Text shown:
━━━━━━

Notelaea longifolia is a very common shrub or small tree in eastern Australia. Occurring in or adjacent to rainforest from Mimosa Rocks National Park (37° S) to Bamaga (11° S) in far north Queensland. Common names include large mock-olive or long-leaved-olive. An attractive ornamental plant.

== Description ==
Usually a shrub is around three metres tall, but occasionally it can be up to nine metres tall, with a trunk diameter of 30 cm. The trunk is often crooked, the crown wide and dense. Grey brown bark is scaly, fissured and hard. Branchlets have small pale lenticels, otherwise pale brown and slender.

=== Leaves ===

Leaves variable in size and shape. Some narrow lanceolate, others lanceolate and some a broad ovate shape. 3 to 16 cm long, 1 to 6 cm wide. Sometimes with a prominent tip, other times blunt. Leaves gradually tapering at the stem end. Dark green above, duller below, stiff and dry to touch. Leaf stalks absent or up to 8 mm long. Leaves veiny, but net veins are irregular and not as distinct as in Notelaea venosa.

=== Flowers and fruit ===

Pale yellow flowers usually form between April and October on racemes at the leaf axils. Racemes are two cm long. Fruit matures from November to March. Being a dark blue or black fleshy drupe 10 to 16 mm long with a single pointed or egg shaped seed, 8 to 12 mm long. Regeneration from fresh seed is slow, taking up to a year.

━━━━━━

Provided material:
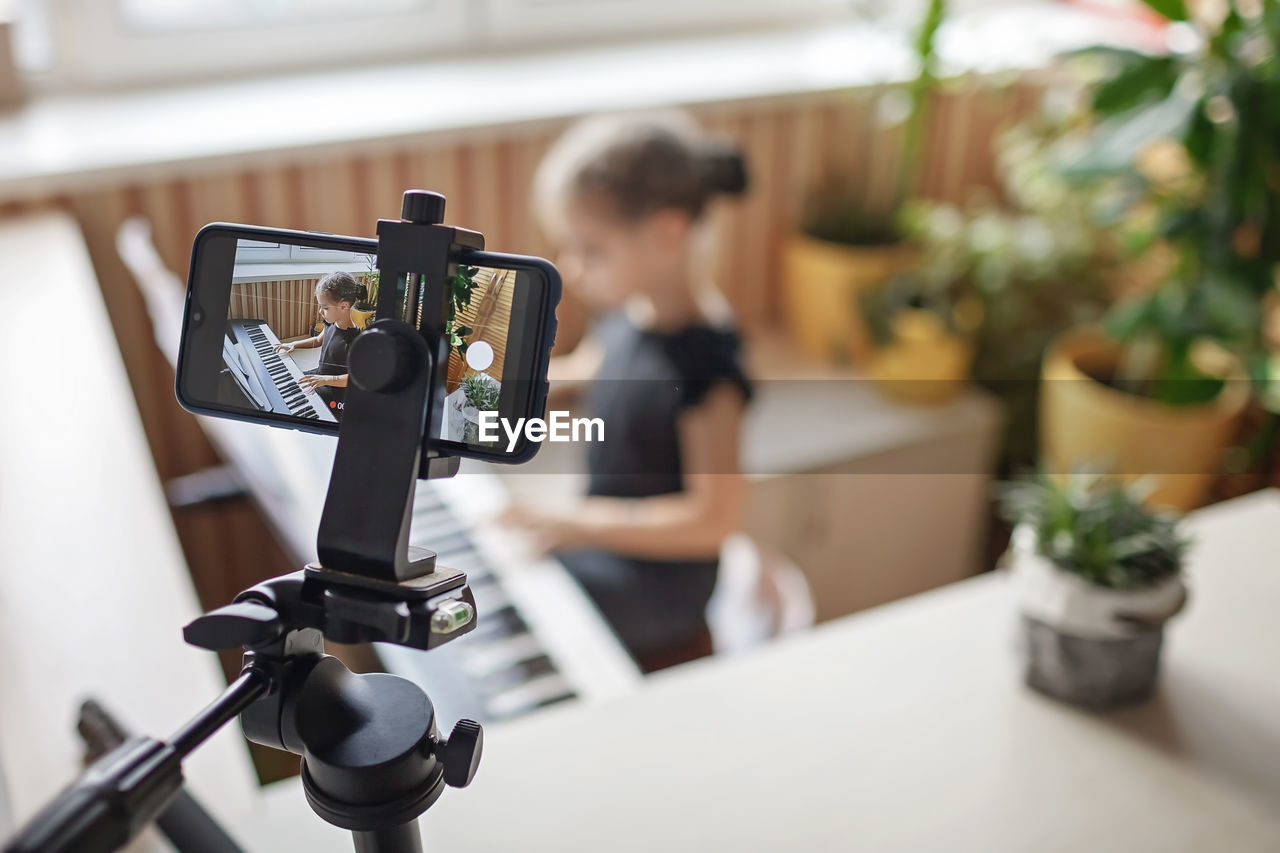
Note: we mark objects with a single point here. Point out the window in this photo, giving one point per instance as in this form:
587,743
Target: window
82,44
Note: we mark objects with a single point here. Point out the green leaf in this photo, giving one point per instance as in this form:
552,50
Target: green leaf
1130,318
1142,80
1171,9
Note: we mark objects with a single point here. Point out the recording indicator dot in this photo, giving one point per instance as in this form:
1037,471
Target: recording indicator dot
479,355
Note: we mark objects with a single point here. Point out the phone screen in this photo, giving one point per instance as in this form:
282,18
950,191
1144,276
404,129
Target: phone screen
292,313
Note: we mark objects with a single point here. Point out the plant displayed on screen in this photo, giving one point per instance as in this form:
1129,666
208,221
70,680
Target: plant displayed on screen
369,278
461,287
480,391
1097,528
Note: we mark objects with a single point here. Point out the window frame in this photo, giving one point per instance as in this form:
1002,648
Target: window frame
90,45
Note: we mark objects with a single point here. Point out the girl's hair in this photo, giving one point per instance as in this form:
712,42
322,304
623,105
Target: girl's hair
342,287
640,163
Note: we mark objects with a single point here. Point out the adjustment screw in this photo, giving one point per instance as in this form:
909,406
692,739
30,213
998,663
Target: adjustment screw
461,753
380,360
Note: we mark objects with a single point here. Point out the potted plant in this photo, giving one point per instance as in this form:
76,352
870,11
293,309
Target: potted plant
476,392
1004,277
1097,575
362,311
1187,141
845,249
922,338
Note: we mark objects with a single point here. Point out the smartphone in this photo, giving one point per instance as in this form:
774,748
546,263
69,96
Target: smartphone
272,313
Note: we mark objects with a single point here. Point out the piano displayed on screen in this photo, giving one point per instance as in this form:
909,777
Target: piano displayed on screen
268,379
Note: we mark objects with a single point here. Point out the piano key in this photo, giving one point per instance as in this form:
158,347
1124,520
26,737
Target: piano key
277,373
529,696
484,657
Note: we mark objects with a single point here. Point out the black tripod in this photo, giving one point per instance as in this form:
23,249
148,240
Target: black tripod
373,760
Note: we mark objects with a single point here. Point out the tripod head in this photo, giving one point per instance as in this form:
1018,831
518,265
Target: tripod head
373,760
371,757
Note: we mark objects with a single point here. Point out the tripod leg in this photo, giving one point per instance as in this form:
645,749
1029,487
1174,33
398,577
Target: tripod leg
184,822
405,838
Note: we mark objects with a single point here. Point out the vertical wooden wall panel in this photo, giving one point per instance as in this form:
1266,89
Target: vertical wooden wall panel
795,146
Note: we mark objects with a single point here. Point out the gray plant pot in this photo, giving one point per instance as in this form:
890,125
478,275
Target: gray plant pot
1093,673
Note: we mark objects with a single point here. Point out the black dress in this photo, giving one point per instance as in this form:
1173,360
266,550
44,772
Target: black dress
334,347
645,382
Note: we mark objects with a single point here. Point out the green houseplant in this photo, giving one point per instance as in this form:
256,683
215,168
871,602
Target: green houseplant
1004,274
1187,140
1097,575
846,246
461,288
476,392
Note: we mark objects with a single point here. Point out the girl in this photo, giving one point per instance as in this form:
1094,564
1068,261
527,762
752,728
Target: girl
336,293
625,200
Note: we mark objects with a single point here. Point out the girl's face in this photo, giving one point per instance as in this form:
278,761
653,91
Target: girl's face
332,311
604,259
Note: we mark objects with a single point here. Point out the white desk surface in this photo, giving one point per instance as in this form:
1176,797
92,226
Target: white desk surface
94,588
904,728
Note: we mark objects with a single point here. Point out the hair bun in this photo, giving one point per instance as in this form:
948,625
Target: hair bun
725,169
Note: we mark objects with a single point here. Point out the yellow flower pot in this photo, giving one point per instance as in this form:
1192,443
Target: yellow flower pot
924,364
822,284
1084,423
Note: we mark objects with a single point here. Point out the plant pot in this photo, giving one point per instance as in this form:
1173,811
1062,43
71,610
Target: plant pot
822,282
1084,423
464,420
926,364
1086,644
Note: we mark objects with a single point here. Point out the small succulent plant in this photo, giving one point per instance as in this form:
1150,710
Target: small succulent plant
480,391
1097,528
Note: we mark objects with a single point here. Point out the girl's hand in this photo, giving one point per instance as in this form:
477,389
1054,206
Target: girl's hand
547,530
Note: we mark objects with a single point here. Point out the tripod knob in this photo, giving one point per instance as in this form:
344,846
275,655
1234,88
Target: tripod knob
241,624
461,753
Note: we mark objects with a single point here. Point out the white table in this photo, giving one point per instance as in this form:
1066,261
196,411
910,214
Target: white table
905,728
94,588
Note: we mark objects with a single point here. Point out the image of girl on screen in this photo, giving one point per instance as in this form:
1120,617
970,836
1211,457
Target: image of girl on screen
336,295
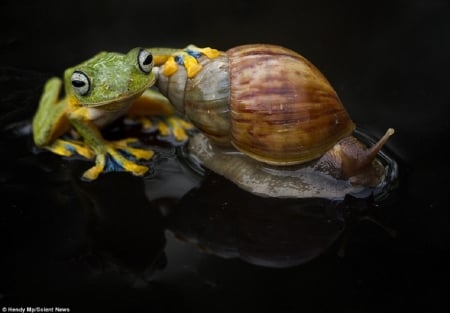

━━━━━━

Retype the passage of the Notelaea longifolia text from "Notelaea longifolia is" up to and including "attractive ornamental plant.".

Notelaea longifolia is a very common shrub or small tree in eastern Australia. Occurring in or adjacent to rainforest from Mimosa Rocks National Park (37° S) to Bamaga (11° S) in far north Queensland. Common names include large mock-olive or long-leaved-olive. An attractive ornamental plant.